▶ Extracto de página:

▶

Genial, absolutamente genial -incluso mejor que de costumbre, que ya es decir-, el comentario del pasado sábado de Ignacio Gracia Noriega -nuestro Chesterton- sobre aquellos glu glu glu poetas del 50.

Una troupe de señoritos ricos y/o gorrones sobre los que, como dice Gracia Noriega, pesaba la derrota de la guerra, así que «les habría gustado que la ganaran quienes la perdieron, para poder suicidarse a gusto, como Maiakovski, Esenin o Ajmatova, o perecer en un campo de concentración siberiano como Mandelstam».

Y qué decir de la suma de mala conciencia por pasividad culpable y tendencia patológica a la mentira, ya que «por lo menos tres de ellos contaban que habían tenido escondido en su casa a Julián Grimau».

Como indica C. S. Lewis en «Cartas del diablo a su sobrino», la peor pasión es la cobardía porque se convierte en autoodio y en agresiones delirantes para así camuflar la vergüenza propia.

Mismamente, Franco se murió en la cama porque apenas nadie le hizo frente y de tamaño canguelo patrio nació lo que ahora vemos: tres décadas de «autoodio» -hasta el punto de que España resulta insoportable a cientos de miles de españoles- y de invención enfermiza de enemigos tal que los curas.

◀

▶ Datos sin procesar:
▶

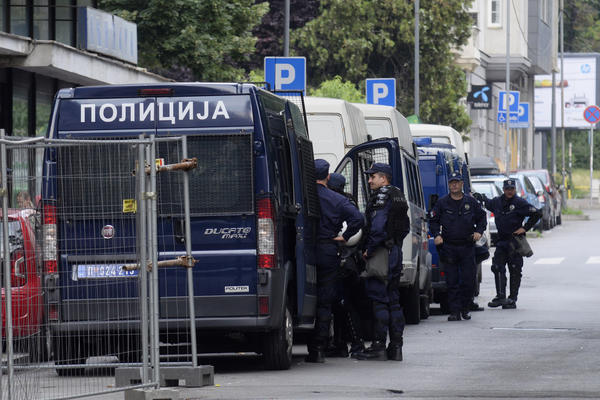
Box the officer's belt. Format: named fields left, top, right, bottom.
left=317, top=239, right=337, bottom=244
left=444, top=239, right=475, bottom=246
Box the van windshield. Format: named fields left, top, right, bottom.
left=57, top=133, right=254, bottom=219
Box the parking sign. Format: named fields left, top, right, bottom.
left=366, top=78, right=396, bottom=107
left=265, top=57, right=306, bottom=94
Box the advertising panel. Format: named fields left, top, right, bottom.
left=534, top=56, right=597, bottom=129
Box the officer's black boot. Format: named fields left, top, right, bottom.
left=386, top=337, right=403, bottom=361
left=355, top=340, right=387, bottom=361
left=502, top=272, right=521, bottom=309
left=488, top=272, right=506, bottom=308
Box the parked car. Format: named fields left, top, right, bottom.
left=472, top=179, right=502, bottom=246
left=520, top=169, right=562, bottom=225
left=0, top=209, right=48, bottom=361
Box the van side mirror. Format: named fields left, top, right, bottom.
left=429, top=193, right=439, bottom=209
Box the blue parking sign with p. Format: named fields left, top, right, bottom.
left=265, top=57, right=306, bottom=94
left=366, top=78, right=396, bottom=107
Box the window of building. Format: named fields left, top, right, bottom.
left=489, top=0, right=502, bottom=27
left=56, top=0, right=76, bottom=46
left=33, top=0, right=50, bottom=40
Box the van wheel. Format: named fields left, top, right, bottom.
left=52, top=334, right=85, bottom=376
left=403, top=272, right=421, bottom=325
left=263, top=303, right=294, bottom=370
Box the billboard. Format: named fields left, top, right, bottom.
left=534, top=55, right=597, bottom=129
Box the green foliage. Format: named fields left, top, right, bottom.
left=291, top=0, right=471, bottom=131
left=99, top=0, right=268, bottom=81
left=308, top=75, right=365, bottom=103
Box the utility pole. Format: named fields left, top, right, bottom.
left=505, top=0, right=510, bottom=174
left=415, top=0, right=421, bottom=117
left=283, top=0, right=290, bottom=57
left=559, top=0, right=566, bottom=186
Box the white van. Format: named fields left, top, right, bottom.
left=410, top=124, right=467, bottom=160
left=352, top=103, right=416, bottom=157
left=304, top=97, right=369, bottom=167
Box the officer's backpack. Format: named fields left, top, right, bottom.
left=385, top=186, right=410, bottom=244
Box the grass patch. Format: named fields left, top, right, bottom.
left=562, top=207, right=583, bottom=215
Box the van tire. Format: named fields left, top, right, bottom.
left=52, top=334, right=85, bottom=376
left=263, top=302, right=294, bottom=370
left=403, top=267, right=421, bottom=325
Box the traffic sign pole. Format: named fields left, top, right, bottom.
left=583, top=105, right=600, bottom=206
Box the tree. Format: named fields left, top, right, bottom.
left=292, top=0, right=472, bottom=131
left=99, top=0, right=268, bottom=81
left=309, top=75, right=365, bottom=103
left=564, top=0, right=600, bottom=52
left=250, top=0, right=321, bottom=68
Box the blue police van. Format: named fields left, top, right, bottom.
left=42, top=83, right=319, bottom=374
left=413, top=137, right=481, bottom=313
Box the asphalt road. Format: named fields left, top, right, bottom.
left=25, top=210, right=600, bottom=400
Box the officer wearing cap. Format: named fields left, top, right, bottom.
left=474, top=179, right=542, bottom=309
left=429, top=172, right=487, bottom=321
left=353, top=163, right=410, bottom=361
left=305, top=159, right=364, bottom=362
left=326, top=172, right=365, bottom=357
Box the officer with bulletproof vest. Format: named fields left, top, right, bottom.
left=305, top=159, right=364, bottom=363
left=326, top=172, right=365, bottom=357
left=429, top=172, right=487, bottom=321
left=353, top=163, right=410, bottom=361
left=474, top=179, right=542, bottom=309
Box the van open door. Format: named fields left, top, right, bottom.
left=285, top=102, right=320, bottom=328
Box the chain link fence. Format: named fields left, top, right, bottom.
left=0, top=134, right=212, bottom=400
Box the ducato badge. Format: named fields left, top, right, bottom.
left=101, top=225, right=115, bottom=239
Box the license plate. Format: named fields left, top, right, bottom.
left=77, top=264, right=138, bottom=279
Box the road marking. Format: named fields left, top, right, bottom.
left=534, top=257, right=565, bottom=265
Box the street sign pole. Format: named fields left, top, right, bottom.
left=590, top=125, right=594, bottom=206
left=583, top=105, right=600, bottom=206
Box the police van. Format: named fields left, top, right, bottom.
left=42, top=83, right=319, bottom=374
left=304, top=97, right=369, bottom=166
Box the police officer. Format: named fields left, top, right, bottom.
left=429, top=172, right=486, bottom=321
left=474, top=179, right=542, bottom=309
left=353, top=163, right=410, bottom=361
left=305, top=159, right=364, bottom=363
left=326, top=172, right=365, bottom=357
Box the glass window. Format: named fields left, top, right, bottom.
left=489, top=0, right=501, bottom=26
left=10, top=0, right=29, bottom=36
left=56, top=0, right=75, bottom=45
left=33, top=0, right=50, bottom=40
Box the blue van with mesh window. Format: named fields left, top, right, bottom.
left=42, top=83, right=319, bottom=375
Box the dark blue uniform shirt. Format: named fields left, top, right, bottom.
left=317, top=184, right=365, bottom=241
left=483, top=195, right=542, bottom=240
left=429, top=194, right=487, bottom=244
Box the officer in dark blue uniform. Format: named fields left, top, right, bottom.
left=306, top=159, right=364, bottom=362
left=474, top=179, right=542, bottom=309
left=353, top=163, right=410, bottom=361
left=429, top=172, right=487, bottom=321
left=326, top=172, right=365, bottom=357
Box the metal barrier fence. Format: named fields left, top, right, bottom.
left=0, top=132, right=213, bottom=400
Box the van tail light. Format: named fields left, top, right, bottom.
left=257, top=198, right=277, bottom=268
left=42, top=204, right=58, bottom=274
left=10, top=249, right=27, bottom=287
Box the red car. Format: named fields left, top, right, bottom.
left=0, top=209, right=47, bottom=361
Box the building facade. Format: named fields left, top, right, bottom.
left=457, top=0, right=558, bottom=170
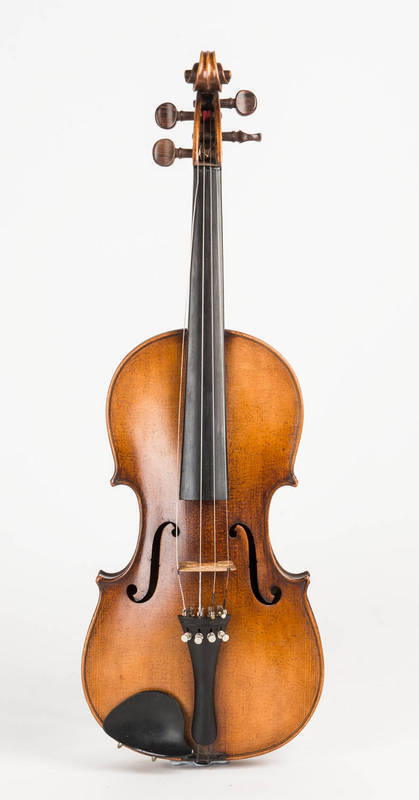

◀

▶ Requisitos de la tarea:
Retoma la columna sobre los poetas del 50 y escribe su continuación a partir de la última oración.

▶ Resultado:
Recuerdo remotamente una «soirée» del 50 en el Campoamor con tres o cuatro ejemplares sentados en el escenario, evocando sus peonzas, que si una vez perdieron el tren de las doce, pero no el del domingo, sino incluso el del lunes, que si en otra ocasión... el público, arrobado, cada poco aplaudía como si semejantes sinsorgadas sonrojantes fuesen virtuosos solos de una «jazz session». ¡Ay el complejo de inferioridad social ante aquellos megapijos barceloneses!

Para qué seguir. Como vates eran una calamidad, pero con tales mimbres está construido el presente oficial de ignorancia y rencor.

(Para la terapia de esta semana se recomienda vivamente «Anábasis», de Tomás Marco).